**EXCERPTED PASSAGE**
.....

Minds in the Making, Xiao Xiao theremin

Xiao Xiao: Modular Thinking and The Melody of Language

This interview was possible because of one accident. A colleague, curator and co-founder of InSitu art agency Anna Gargarian was looking for recommendations on Facebook.

Dear musician friends in Armenia. Do any of you know where to rent a Theremin in Armenia? Amazing artist Xiao Xiao finds herself (happily) stuck in Armenia while en route to Paris from Siberia, and is in need of an instrument to play! Any advice?”.

Wow! “What a story Mark”©, I thought. I checked her profile and I was impressed. Technologist and musician from MIT.  I PMed Xiao and asked for an interview.  We started to chat.  She and her husband left Paris and went to Lake Baikal(Russia). They were supposed to return to Paris, but the first wave of pandemic took Europe by storm. So they decided to wait in Armenia, which was not a red zone. Plus they heard great things about food and nature.

.....

(Referring expression data)
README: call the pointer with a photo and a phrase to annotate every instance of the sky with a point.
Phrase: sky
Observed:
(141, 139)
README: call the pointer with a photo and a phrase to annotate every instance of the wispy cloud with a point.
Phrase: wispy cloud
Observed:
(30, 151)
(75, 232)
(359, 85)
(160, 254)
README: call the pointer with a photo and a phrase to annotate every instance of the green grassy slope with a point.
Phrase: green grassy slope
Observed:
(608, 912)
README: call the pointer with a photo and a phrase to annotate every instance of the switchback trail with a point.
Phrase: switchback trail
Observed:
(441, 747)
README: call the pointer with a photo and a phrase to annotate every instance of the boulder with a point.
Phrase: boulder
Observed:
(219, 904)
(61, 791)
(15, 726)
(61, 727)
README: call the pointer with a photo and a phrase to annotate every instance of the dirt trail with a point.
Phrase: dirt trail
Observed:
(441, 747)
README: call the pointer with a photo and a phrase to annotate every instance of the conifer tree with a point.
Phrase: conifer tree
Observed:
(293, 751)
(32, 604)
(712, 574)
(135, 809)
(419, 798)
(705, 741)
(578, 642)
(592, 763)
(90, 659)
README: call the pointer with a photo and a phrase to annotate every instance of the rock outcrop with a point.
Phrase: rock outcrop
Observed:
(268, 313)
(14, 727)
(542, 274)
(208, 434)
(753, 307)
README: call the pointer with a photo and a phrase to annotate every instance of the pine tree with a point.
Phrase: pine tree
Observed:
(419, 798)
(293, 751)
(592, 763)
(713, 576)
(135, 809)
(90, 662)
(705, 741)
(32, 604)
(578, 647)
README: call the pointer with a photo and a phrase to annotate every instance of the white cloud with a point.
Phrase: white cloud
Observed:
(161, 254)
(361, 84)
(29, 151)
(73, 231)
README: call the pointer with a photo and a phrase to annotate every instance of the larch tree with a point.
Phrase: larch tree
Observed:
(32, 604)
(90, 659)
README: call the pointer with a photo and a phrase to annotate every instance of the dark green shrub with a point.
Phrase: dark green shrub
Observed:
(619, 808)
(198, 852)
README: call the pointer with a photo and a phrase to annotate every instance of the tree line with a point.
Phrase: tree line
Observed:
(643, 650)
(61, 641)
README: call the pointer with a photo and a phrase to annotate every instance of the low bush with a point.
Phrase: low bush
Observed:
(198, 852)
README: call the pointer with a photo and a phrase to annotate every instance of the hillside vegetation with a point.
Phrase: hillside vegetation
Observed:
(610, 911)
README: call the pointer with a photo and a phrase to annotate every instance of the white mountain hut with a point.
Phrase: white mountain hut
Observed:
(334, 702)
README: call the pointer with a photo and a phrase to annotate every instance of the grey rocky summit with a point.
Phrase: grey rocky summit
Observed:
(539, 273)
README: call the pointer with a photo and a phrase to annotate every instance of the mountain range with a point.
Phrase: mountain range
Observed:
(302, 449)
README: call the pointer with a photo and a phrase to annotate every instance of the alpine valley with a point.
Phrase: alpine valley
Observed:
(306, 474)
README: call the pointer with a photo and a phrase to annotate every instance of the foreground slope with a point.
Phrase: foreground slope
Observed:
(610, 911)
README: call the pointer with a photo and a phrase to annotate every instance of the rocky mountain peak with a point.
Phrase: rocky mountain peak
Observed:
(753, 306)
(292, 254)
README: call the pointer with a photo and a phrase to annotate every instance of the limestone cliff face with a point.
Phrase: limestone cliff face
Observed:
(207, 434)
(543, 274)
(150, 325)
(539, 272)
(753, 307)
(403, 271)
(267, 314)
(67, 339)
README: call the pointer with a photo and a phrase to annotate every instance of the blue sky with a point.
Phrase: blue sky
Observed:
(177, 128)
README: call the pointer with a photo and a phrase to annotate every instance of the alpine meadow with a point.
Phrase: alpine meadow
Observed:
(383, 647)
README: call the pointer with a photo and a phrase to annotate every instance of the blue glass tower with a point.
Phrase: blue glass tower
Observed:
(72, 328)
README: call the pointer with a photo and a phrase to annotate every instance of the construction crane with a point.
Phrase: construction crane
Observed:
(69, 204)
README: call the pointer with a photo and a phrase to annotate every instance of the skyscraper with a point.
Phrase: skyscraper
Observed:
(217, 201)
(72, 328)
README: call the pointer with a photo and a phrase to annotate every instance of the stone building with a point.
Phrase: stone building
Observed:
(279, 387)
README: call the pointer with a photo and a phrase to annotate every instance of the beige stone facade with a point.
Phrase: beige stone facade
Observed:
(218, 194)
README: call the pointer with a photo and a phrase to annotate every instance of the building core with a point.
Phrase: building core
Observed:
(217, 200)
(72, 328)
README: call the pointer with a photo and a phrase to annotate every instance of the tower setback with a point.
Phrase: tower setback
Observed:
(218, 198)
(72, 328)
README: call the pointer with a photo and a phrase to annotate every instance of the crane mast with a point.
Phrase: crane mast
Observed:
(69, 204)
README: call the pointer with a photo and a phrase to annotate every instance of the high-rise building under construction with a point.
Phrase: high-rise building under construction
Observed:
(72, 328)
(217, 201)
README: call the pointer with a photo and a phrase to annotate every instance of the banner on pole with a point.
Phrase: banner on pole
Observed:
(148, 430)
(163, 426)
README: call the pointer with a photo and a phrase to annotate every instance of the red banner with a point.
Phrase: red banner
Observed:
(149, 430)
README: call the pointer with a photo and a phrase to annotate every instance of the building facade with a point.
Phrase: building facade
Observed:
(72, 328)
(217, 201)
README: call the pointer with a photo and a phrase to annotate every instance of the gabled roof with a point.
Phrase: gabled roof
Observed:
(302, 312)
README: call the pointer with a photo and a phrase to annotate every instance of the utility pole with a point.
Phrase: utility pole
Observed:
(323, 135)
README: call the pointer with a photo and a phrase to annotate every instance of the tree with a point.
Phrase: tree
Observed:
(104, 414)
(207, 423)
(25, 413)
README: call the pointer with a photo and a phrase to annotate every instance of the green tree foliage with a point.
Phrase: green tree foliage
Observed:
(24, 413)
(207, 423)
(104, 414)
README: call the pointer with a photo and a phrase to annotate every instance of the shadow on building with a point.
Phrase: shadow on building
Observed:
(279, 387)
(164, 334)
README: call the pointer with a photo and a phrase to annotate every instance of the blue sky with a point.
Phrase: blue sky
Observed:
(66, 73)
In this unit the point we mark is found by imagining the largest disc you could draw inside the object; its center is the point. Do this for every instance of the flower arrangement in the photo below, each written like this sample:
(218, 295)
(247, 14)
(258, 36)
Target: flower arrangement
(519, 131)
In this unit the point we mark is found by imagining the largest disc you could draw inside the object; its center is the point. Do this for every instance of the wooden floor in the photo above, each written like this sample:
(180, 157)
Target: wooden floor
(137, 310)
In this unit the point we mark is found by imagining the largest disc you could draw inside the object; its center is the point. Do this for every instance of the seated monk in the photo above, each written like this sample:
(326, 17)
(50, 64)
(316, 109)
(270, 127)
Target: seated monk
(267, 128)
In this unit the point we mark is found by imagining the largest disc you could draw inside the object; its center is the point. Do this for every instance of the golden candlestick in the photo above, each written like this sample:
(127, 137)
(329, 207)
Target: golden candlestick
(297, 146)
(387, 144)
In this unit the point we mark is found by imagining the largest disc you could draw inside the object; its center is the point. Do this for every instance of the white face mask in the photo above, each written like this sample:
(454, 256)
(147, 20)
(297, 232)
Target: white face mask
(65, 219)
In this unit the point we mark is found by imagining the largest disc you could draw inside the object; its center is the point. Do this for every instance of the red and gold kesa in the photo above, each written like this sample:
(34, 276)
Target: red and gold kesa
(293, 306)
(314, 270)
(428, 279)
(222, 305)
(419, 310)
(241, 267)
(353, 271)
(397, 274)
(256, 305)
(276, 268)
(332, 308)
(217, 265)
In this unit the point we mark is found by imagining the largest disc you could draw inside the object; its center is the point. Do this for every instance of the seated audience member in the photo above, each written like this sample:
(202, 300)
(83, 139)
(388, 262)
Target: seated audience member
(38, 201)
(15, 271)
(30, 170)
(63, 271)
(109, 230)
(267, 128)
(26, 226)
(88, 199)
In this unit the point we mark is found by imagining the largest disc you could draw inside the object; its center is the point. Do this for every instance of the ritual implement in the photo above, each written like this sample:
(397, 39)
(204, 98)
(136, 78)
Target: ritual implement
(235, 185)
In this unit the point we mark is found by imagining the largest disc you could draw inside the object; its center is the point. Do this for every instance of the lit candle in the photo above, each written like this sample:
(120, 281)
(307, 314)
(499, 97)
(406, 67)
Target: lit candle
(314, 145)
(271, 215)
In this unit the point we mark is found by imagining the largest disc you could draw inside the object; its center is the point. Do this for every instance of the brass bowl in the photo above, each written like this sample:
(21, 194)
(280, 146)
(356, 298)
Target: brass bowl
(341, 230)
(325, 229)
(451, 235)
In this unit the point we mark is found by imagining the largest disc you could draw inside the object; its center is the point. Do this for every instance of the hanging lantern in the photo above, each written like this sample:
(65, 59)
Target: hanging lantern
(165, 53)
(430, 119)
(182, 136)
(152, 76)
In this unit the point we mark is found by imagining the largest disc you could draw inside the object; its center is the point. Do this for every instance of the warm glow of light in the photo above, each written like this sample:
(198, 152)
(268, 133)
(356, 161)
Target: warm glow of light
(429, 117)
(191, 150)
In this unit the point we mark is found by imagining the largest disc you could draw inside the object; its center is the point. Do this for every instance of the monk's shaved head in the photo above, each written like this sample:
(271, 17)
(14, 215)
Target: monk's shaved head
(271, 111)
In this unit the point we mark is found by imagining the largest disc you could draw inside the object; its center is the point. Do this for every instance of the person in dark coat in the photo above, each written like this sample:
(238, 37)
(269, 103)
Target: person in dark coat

.....

**QUESTIONS TO ANSWER**
a - Reproduce the passage of the Xiao Xiao interview that opens with the words containing "Xiao Xiao: Modular" and closes with "recommendations on Facebook.".
b - Continue the Xiao Xiao interview from the point where it stops.
The items have no connection to the Xiao Xiao interview.

**TASK-BY-TASK ANSWERS**
a -
Xiao Xiao: Modular Thinking and The Melody of Language

This interview was possible because of one accident. A colleague, curator and co-founder of InSitu art agency Anna Gargarian was looking for recommendations on Facebook.

b -
So here we are. Beijing born, New Orleans raised, course 6 @MIT, @MediaLab Ph.D, post-doctoral researcher at Université Sorbonne Nouvelle, Paris,, technologist, pianist, and thereminist Xiao Xiao.


Our ordinary conceptual system, in terms of which we both think and act, is fundamentally metaphorical in nature.

George Lakoff and Mark Johnson, “Metaphors We Live By”.


I finished my Ph.D. at the MIT Media Lab in 2016. Afterward, I was working on interactive installations for museums and for private clients. I just started a post-doc with a language learning lab in Paris, to develop a new way of learning the prosody of foreign languages with the help of a vocal synthesizer. Prosody is the musical dimension of speech, including the rhythm, the melodic contour, and accent patterns.

Why did you decide to study at the MIT Media Lab?

I studied Computer Science as an undergrad. Started working at the Media Lab when I was an undergraduate student. I was interested in art and design and wanted a way to combine that with my technical studies.

Are there any role models who motivated and inspired you?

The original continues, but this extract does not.